**Task to complete**:
Where a picture appears, leave it out, and transcribe all the lines below exactly.

[Segmentation mask data]
####################

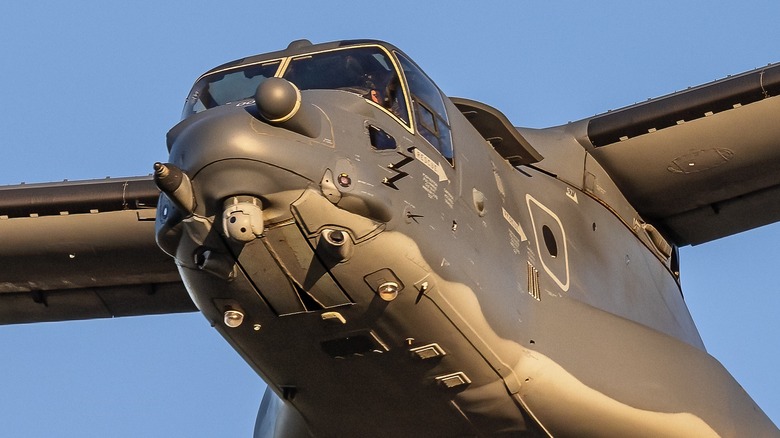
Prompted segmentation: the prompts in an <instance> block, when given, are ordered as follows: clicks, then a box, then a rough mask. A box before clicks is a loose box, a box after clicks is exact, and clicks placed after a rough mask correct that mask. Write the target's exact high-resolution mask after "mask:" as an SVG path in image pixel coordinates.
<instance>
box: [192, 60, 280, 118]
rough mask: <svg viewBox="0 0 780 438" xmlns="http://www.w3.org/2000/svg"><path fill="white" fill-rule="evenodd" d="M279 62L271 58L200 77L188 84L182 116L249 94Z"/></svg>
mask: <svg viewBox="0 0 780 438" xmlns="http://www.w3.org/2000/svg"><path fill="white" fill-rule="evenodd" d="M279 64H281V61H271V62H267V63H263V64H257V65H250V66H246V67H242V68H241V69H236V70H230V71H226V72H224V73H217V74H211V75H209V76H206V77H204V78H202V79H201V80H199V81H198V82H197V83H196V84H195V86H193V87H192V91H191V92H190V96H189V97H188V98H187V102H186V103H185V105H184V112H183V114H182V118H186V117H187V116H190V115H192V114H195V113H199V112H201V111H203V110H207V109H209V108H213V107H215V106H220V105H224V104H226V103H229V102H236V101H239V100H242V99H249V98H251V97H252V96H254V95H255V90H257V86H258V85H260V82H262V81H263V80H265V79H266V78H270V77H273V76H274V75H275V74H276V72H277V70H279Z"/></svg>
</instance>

####################

**Reply to the task**:
Prompted segmentation: the prompts in an <instance> block, when given, are ordered as follows: clicks, then a box, then a rough mask. A box before clicks is a loose box, a box after clicks is exact, and clicks placed after a rough mask correct that mask. Write the target's exact high-resolution mask after "mask:" as an SVG path in image pixel coordinates.
<instance>
box: [192, 60, 280, 118]
rough mask: <svg viewBox="0 0 780 438" xmlns="http://www.w3.org/2000/svg"><path fill="white" fill-rule="evenodd" d="M279 62L271 58L200 77L188 84L182 116L249 94Z"/></svg>
mask: <svg viewBox="0 0 780 438" xmlns="http://www.w3.org/2000/svg"><path fill="white" fill-rule="evenodd" d="M279 64H281V61H271V62H267V63H263V64H257V65H250V66H246V67H242V68H241V69H236V70H230V71H226V72H224V73H217V74H211V75H209V76H206V77H204V78H202V79H201V80H199V81H198V82H197V83H196V84H195V86H193V87H192V91H191V92H190V96H189V97H188V98H187V102H186V103H185V105H184V112H183V114H182V118H186V117H187V116H190V115H192V114H195V113H199V112H201V111H203V110H207V109H209V108H213V107H215V106H220V105H224V104H226V103H229V102H236V101H239V100H242V99H249V98H251V97H252V96H254V95H255V90H257V86H258V85H260V82H262V81H263V80H265V79H266V78H270V77H273V76H274V75H275V74H276V72H277V70H279Z"/></svg>
</instance>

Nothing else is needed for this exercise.